• _TEXTO PARA REVISIÓN_
+ + + + +
Es necesario subrayar que la clase dominante peruana contiene una singular combinación de neoliberalismo, patriarcado y colonialismo. Estos tres componentes conjugados van más allá del predominio del libre mercado, del saqueo de los recursos naturales y del atropello a los derechos de las comunidades andinas y selváticas, así como del prepotente dominio masculino en sus diferentes dimensiones. Son tres componentes que se expresan también culturalmente en amplios sectores de la sociedad peruana actual, lo cual, junto con la gestión gubernamental, requiere o convoca a una amplia batalla en ese terreno.
La disputa interna está presente y continuará generando diversos conflictos. En este sentido es fundamental que el nuevo gobierno apele al fortalecimiento de las organizaciones populares, impulsando la movilización para enfrentar los embates de la derecha y de los poderes concentrados.
Por otra parte, está planteada una reubicación del Perú en el escenario latinoamericano, poniendo en el centro la soberanía del país, así como la integración y solidaridad con todos los países de la Patria Grande. La ruptura con el Grupo de Lima, la reconstrucción de la Unasur, también el fortalecimiento de la Celac son tareas pendientes que deben llevarse a cabo.
El panorama es complejo, no es nada fácil, pero también hay alegría y esperanza popular. Sin duda, un nuevo Perú, el de “todas las sangres”, como diría José María Arguedas, es un gran desafío que puede ser posible.
+ + + + +
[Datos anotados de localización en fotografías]
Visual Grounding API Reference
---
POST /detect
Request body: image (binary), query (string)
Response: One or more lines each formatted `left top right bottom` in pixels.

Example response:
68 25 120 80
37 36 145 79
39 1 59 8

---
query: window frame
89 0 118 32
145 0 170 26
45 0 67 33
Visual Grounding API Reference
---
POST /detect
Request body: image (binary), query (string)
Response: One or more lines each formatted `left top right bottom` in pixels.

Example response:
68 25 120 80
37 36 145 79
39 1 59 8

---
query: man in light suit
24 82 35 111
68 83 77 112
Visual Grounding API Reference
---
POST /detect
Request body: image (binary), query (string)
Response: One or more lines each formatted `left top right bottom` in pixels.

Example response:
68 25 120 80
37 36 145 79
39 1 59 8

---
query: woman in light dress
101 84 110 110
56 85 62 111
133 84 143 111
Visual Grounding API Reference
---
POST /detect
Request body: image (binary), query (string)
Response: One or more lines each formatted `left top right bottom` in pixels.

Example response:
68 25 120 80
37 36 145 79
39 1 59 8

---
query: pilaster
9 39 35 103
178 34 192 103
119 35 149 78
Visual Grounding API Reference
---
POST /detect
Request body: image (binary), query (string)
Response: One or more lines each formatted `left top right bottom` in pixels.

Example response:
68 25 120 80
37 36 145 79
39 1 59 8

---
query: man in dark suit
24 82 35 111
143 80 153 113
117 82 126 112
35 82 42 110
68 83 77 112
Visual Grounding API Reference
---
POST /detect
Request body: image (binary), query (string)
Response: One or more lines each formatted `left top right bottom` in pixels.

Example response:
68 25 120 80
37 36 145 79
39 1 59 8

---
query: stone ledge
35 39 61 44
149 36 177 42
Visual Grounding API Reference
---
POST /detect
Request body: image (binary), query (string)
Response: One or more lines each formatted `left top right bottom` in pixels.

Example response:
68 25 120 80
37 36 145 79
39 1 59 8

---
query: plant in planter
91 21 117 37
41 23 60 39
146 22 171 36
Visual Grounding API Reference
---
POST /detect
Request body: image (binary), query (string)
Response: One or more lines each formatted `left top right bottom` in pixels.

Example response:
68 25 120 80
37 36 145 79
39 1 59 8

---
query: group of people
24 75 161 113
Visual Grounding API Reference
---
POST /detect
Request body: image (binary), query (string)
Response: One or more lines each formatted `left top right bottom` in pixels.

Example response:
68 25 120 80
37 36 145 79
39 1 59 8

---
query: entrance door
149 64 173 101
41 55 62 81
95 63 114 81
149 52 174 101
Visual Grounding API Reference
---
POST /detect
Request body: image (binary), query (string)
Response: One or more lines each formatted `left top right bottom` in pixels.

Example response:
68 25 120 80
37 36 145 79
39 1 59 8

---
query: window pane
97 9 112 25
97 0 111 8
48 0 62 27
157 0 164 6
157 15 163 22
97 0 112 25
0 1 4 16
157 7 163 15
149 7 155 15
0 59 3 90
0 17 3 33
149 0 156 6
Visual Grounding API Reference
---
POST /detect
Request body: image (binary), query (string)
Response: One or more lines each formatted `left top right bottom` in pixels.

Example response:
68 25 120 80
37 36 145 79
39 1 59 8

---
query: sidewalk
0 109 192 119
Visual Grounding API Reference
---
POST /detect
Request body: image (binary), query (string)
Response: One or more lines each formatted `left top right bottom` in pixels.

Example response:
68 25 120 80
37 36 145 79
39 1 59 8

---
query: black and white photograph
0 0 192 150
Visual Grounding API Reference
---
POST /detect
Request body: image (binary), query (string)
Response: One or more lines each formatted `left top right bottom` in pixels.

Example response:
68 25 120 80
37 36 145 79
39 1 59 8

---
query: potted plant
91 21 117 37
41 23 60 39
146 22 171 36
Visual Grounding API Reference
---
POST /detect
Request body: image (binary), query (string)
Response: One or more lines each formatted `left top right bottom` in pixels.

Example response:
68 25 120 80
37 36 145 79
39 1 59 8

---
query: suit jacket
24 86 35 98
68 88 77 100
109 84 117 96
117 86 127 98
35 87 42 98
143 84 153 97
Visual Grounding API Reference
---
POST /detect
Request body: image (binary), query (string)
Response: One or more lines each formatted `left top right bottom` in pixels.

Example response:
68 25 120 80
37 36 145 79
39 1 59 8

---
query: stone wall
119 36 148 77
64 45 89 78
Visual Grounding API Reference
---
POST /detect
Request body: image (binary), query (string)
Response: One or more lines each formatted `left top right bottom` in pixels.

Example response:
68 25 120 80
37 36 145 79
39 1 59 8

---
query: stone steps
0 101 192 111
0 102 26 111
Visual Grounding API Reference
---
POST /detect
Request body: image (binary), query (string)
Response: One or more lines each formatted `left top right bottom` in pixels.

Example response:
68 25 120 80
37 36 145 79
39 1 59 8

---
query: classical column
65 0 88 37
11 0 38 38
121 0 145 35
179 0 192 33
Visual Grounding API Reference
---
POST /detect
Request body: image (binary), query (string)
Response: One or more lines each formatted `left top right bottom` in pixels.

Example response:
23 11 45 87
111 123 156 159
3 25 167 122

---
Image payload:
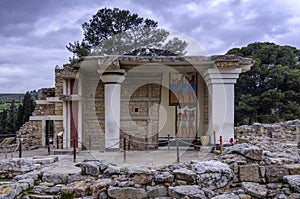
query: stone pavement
0 147 214 166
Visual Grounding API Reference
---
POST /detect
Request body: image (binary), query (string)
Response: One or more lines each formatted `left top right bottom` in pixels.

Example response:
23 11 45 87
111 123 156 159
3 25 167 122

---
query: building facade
22 55 254 151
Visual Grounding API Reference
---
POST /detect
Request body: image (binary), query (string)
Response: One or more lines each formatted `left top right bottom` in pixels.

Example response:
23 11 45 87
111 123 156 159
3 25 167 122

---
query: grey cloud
0 0 300 92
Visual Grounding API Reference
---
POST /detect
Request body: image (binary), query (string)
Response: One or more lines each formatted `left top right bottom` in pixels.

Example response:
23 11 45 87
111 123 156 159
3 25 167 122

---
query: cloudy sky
0 0 300 93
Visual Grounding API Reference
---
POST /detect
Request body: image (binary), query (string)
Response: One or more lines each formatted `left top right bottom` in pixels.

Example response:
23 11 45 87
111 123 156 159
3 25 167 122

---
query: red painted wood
70 101 78 148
+ + + + +
• _LO QUE SE REQUIERE_
Continúe el texto sobre el nuevo gobierno del Perú y sus desafíos a partir de su última oración.

• _RESPUESTA AL PROBLEMA_
.Artículo especialmente enviado por el autor para este número de Herramienta web 34.
Manuel Martínez es integrante del Consejo de Redacción de Herramienta. Periodista. Ha desarrollado su militancia revolucionaria en Argentina, Perú y Bolivia. En los años 70 integró el PST, luego el MAS y SL. Actualmente integra el área de tareas internacionales del Frente Patria Grande. La revista Herramienta ha publicado sus trabajos en números en papel y en la versión digital
[1] Rondero es el que pertenece a las Rondas Campesinas del Perú. Son organizaciones de autodefensa que se formaron en los años 70 para combatir a la delincuencia. En los años 80 cumplieron un rol diferente al del Estado para enfrentar el terrorismo de Sendero Luminoso.
[2] Manuel Scorza (1928-1983) fue un escritor y político peruano de izquierda. En este artículo nos hemos referido a su novela “Historia de Garabombo el invisible” (1972).
[3] APRA: Alianza Popular Revolucionaria Americana, fue fundada por Víctor Raúl Haya de la Torre en la década de los años 20 del siglo pasado.
[4] Según el informe de la Comisión de la Verdad, el saldo del conflicto armado que vivió el Perú cobró más de 67.000 vidas. De ese total, un 54% serían responsabilidad de Sendero Luminoso.